## ABOUT THIS TASK
"of the barred" appears in one line; retype that line and all lines following it through the end of the records, with nothing left out or added.

### RECORDS FOR THE TASK ###

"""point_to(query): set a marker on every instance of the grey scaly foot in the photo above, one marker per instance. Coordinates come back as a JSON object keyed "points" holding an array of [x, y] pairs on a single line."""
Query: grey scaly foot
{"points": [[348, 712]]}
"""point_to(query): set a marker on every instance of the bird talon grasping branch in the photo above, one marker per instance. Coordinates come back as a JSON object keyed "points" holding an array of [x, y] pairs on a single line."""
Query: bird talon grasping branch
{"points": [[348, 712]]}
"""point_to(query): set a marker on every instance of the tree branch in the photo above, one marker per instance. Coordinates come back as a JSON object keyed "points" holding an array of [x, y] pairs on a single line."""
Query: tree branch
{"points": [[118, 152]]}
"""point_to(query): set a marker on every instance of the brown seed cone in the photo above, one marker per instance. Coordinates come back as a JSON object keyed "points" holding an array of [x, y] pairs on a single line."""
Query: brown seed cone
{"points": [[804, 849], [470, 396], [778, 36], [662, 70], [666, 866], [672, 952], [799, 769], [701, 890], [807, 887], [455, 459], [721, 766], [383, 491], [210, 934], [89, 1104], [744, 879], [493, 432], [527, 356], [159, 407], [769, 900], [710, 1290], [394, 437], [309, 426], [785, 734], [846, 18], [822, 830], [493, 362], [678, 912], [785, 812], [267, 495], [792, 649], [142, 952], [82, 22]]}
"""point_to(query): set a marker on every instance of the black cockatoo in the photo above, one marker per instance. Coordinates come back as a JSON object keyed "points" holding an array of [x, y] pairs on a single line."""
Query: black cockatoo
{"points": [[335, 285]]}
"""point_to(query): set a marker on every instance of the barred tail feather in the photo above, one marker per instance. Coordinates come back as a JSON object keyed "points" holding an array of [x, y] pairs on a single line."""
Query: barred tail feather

###

## SOLVED EXERCISE
"""point_to(query): set a marker on every instance of the barred tail feather in the photo above, one marker per instance. Coordinates come back as a JSON object keyed "points" holding an array of [x, y] pairs on a single line."""
Query: barred tail feather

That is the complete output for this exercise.